__EXERCISE__. Rewrite the entries below, swapping "photograph" for "image" and keeping every other part the same.

==== DATA PROVIDED ====

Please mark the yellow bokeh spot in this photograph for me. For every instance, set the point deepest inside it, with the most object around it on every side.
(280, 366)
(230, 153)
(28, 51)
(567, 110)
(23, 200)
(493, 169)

====

__FULL RESPONSE__.
Please mark the yellow bokeh spot in this image for me. For every instance, set the point deepest inside it, with the most object around it on every side.
(280, 366)
(230, 153)
(28, 51)
(567, 110)
(23, 200)
(493, 169)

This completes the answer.